> **TEXT SECTION**

The notice convening the AGM (the 'Notice') is set out on pages 4 to 7. The explanatory notes for the business to be transacted at the AGM are set out on pages 8 to 11 of this document.
The Annual Report and Accounts for the year ended 30 June 2014 are also enclosed. A resolution to receive and consider the reports of the auditor and directors and the accounts for the year ended 30 June 2014 is included in the business of the AGM (Resolution 1).
Our Articles of Association require that any director appointed by the Board must retire at the first annual general meeting following their appointment and certain of the current directors must retire at each annual general meeting dependent on the length of their service and the period that has elapsed since their last re-election. However, in accordance with the requirements of the UK Corporate Governance Code and in order to increase accountability, each of the directors will once again retire at this year's AGM and, with the exception of myself, will stand for election or re-election by shareholders. I therefore ask you to support the election or re-election (as applicable) of each of the directors, who have all confirmed their intention to offer themselves for election or re-election at the AGM. Biographical details for each director can be found on page 9 of this document and pages 44 and 45 of the 2014 Annual Report and Accounts.
As announced on 11 March 2014, after six years' service I will be stepping down from my position as Chairman of the Company with effect from the conclusion of the AGM. John Allan, who joined the Board as a Non-Executive Director and Chairman Designate on 1 August 2014, will, subject to election by shareholders, succeed me as Chairman of the Company.
The Board recognises the importance of both capital growth and dividend income to our existing and potential shareholders. In accordance with its progressive dividend policy, to achieve a target dividend cover of around three times, an interim dividend of 3.2 pence per share was paid on 20 May 2014 to those shareholders on the register as at 22 April 2014. The Board is also proposing to recommend a final dividend of 7.1 pence per share for the financial year ended 30 June 2014 (the 'Final Dividend'). If the Final Dividend is approved, the total dividend for the financial year ended 30 June 2014 will be 10.3 pence per share. A resolution to approve the payment of the Final Dividend to shareholders on the register at the close of business on 31 October 2014 is included in the business of the AGM (Resolution 4).

> **RECORDS SUPPLIED**
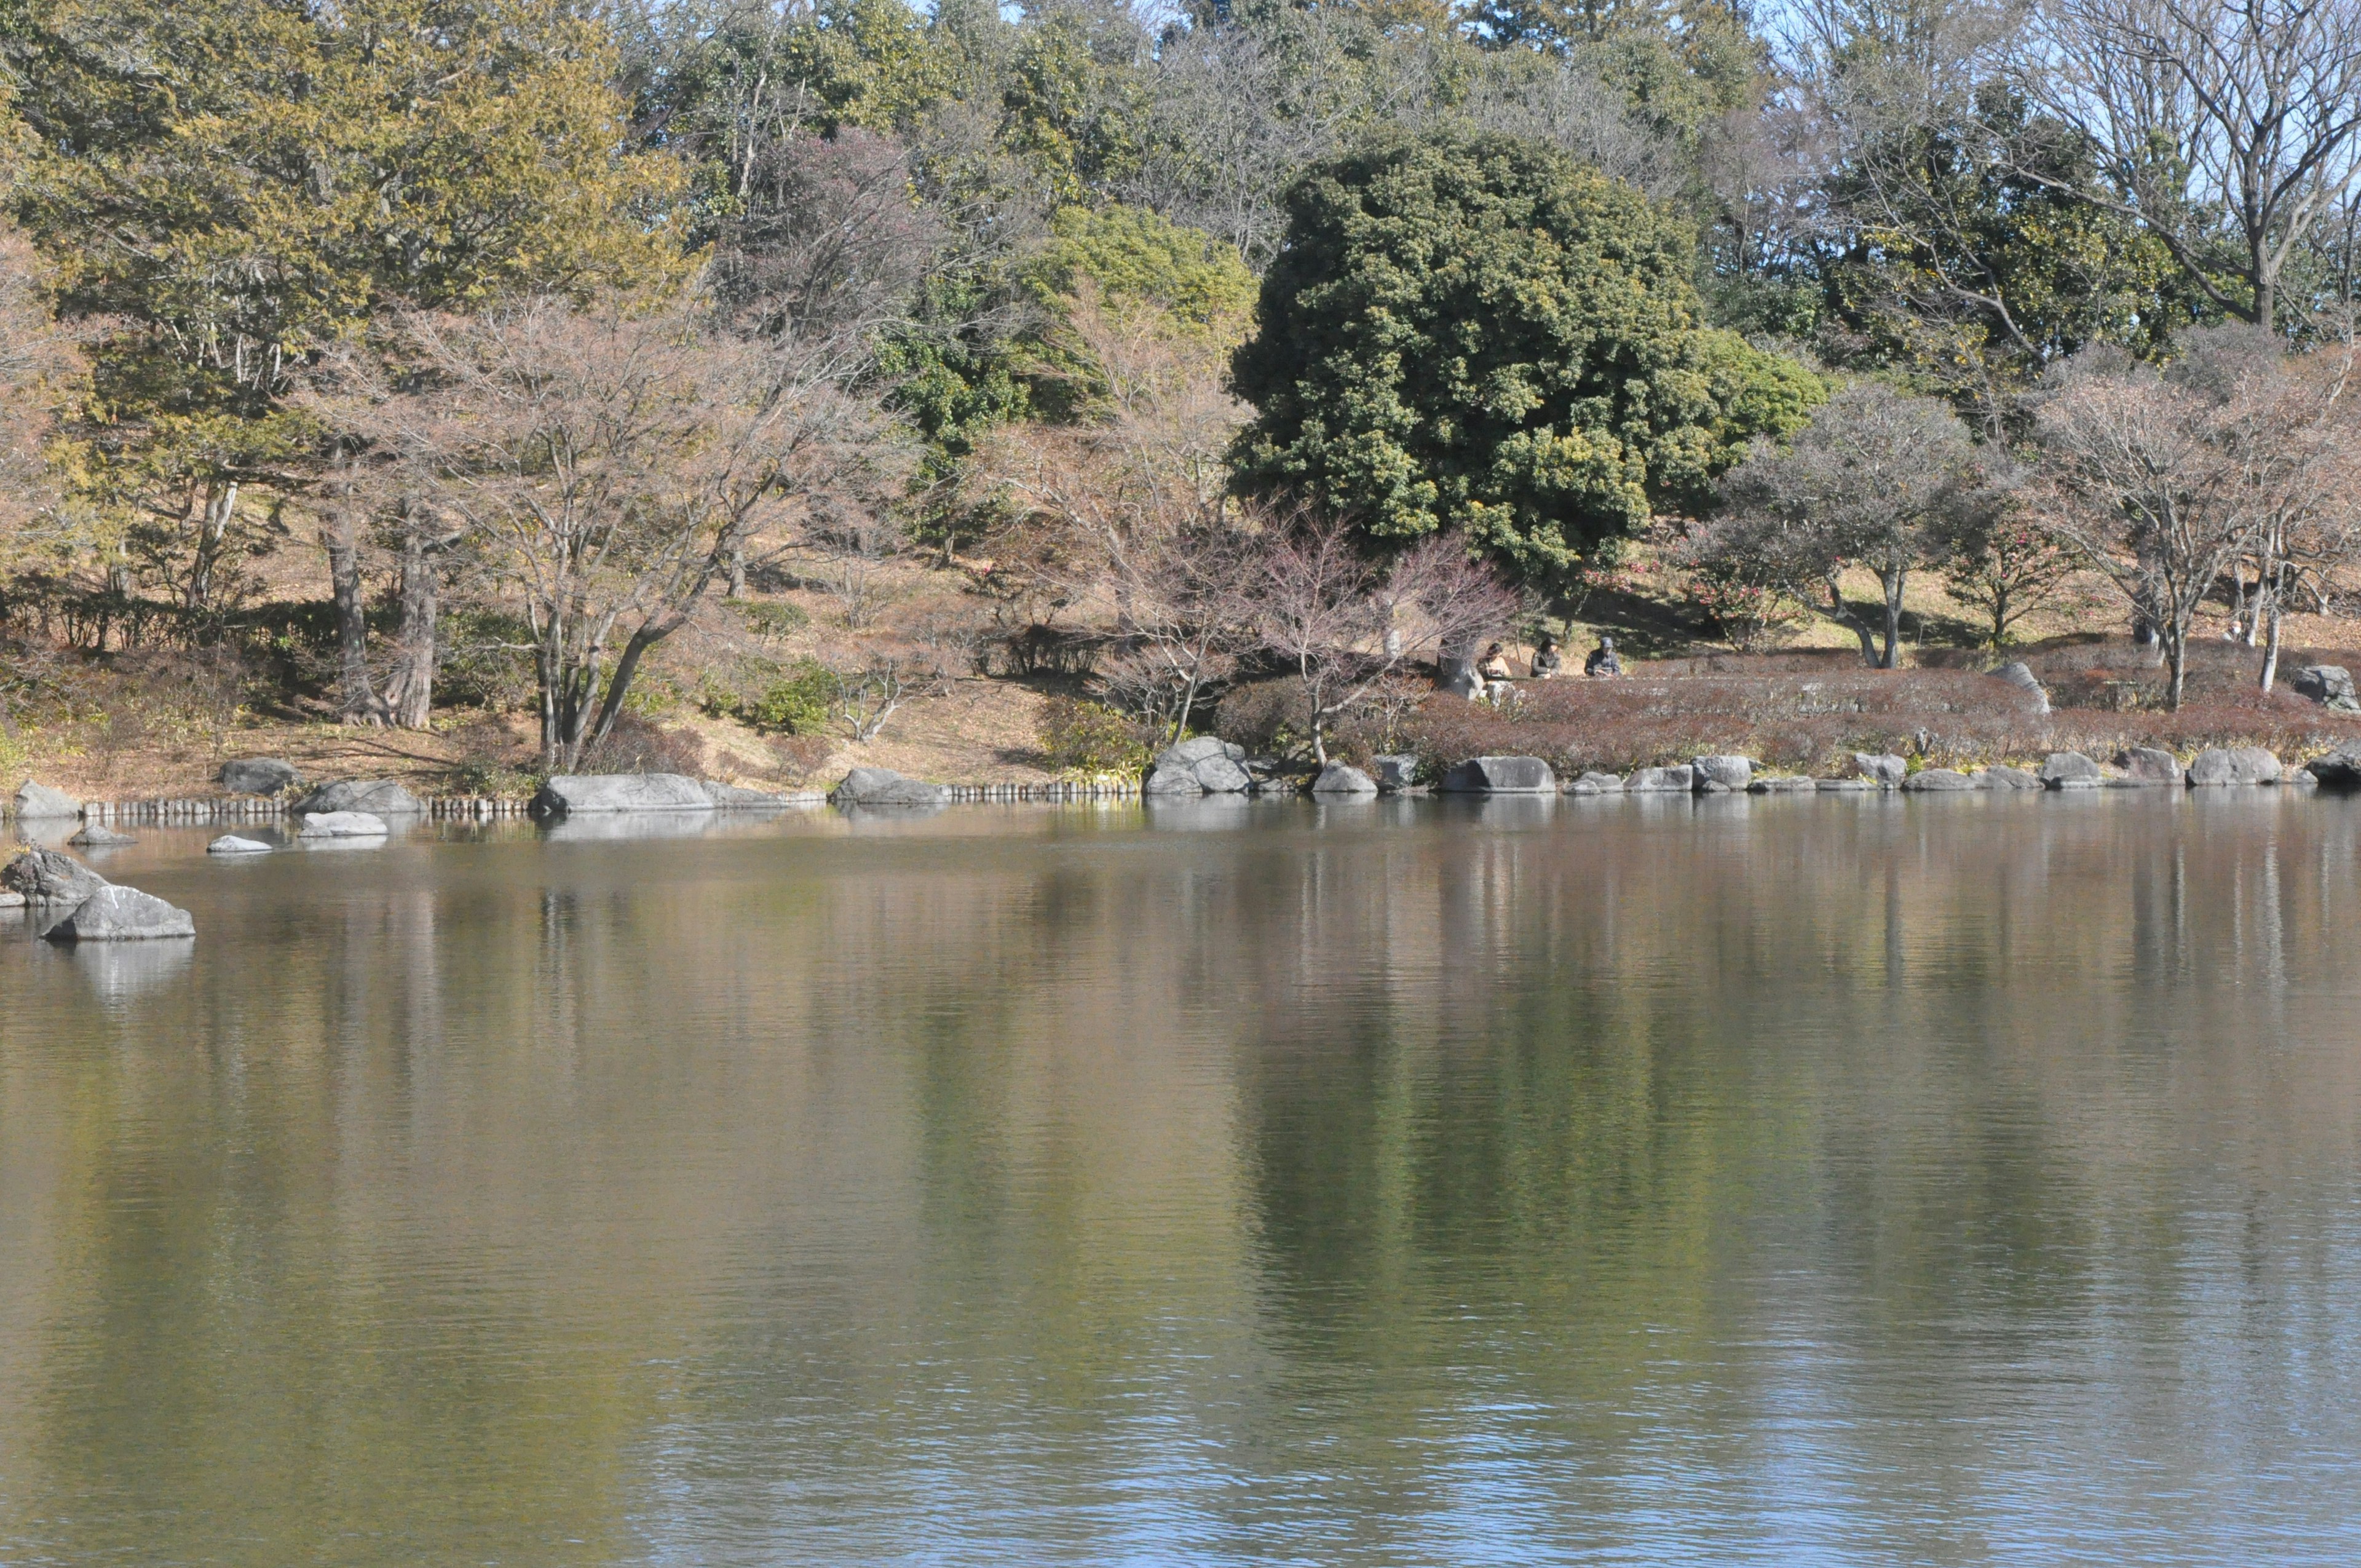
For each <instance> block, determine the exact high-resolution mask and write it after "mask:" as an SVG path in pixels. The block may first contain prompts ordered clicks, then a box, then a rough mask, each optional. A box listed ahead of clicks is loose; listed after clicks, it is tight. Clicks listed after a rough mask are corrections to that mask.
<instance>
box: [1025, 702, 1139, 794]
--
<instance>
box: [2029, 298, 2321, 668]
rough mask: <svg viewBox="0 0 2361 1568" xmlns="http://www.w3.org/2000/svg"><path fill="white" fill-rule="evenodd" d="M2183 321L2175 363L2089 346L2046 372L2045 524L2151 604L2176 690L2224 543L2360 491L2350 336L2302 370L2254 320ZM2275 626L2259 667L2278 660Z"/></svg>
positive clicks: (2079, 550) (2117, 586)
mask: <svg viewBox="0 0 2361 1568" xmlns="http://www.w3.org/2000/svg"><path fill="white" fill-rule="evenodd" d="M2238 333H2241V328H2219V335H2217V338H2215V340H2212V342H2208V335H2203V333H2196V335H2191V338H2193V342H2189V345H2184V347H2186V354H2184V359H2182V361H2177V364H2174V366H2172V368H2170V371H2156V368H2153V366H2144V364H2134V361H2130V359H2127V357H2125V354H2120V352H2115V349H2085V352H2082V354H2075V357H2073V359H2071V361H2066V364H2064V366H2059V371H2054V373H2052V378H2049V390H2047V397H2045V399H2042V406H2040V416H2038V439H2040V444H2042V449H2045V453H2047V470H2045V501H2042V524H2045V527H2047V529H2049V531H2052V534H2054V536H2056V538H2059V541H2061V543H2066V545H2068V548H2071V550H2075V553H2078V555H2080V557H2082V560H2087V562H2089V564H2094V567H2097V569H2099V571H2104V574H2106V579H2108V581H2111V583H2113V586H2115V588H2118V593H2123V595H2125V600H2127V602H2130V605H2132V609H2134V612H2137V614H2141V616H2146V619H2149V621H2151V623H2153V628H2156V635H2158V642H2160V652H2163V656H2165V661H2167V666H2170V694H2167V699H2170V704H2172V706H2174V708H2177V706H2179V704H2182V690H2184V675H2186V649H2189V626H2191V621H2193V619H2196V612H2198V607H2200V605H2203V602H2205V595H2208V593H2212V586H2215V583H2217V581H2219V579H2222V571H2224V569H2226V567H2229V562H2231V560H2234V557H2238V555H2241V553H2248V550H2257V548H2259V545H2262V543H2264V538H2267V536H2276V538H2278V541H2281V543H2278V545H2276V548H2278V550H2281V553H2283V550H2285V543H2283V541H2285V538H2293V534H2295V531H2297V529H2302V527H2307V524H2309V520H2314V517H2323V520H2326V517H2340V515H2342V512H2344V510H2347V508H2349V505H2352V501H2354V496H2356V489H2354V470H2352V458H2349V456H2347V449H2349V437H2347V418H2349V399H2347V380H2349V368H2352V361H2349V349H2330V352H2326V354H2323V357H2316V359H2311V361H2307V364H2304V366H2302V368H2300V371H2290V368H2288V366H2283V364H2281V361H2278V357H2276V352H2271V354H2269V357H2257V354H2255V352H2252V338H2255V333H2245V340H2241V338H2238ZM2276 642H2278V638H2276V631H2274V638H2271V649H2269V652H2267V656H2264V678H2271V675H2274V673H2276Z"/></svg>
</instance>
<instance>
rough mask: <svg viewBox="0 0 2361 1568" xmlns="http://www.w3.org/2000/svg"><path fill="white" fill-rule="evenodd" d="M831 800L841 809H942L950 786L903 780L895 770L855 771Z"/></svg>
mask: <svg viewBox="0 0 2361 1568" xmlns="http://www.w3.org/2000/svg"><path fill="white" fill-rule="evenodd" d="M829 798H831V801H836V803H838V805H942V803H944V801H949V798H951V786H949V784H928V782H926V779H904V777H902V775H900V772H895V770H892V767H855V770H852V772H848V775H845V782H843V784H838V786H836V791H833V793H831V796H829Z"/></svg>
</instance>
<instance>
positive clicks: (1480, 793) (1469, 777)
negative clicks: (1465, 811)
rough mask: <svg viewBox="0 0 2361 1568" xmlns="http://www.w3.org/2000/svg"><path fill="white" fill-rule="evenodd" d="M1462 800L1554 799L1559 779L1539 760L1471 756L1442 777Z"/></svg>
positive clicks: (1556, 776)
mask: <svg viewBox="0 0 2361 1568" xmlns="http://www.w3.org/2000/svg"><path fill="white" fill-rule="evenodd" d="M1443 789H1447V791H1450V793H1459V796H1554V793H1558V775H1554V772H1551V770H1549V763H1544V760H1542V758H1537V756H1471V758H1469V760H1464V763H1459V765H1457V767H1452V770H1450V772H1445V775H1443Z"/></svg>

> **INSTRUCTION 1**
Rewrite the AGM letter from the words "As announced on" through "of the Company.", swapping "stepping down" for "retiring".
> **INSTRUCTION 2**
Write the next part of the AGM letter, picking up right after its last sentence.

> **ANSWER SPACE 1**
As announced on 11 March 2014, after six years' service I will be retiring from my position as Chairman of the Company with effect from the conclusion of the AGM. John Allan, who joined the Board as a Non-Executive Director and Chairman Designate on 1 August 2014, will, subject to election by shareholders, succeed me as Chairman of the Company.

> **ANSWER SPACE 2**
The Company will once again be offering a Dividend Re-Investment Plan, details of which can be found on page 8 of this document.
If you wish to attend the AGM in person, please bring the attendance card accompanying the Notice with you. This will authenticate your right to attend, speak and vote at the AGM and assist us to register your attendance without delay. If you are unable to attend, you may wish to appoint a proxy (or proxies) to attend and vote on your behalf by following the notes in the Notice and the instructions in the enclosed Form of Proxy and returning such form, so as to be received by the Company's registrar no later than 2.30 p.m. on Monday 10 November 2014. Alternatively you may vote online at www.capitashareportal.com and CREST members may choose to utilise the CREST voting service. Full details are set out in the notes to the Notice on pages 6 and 7 of this document.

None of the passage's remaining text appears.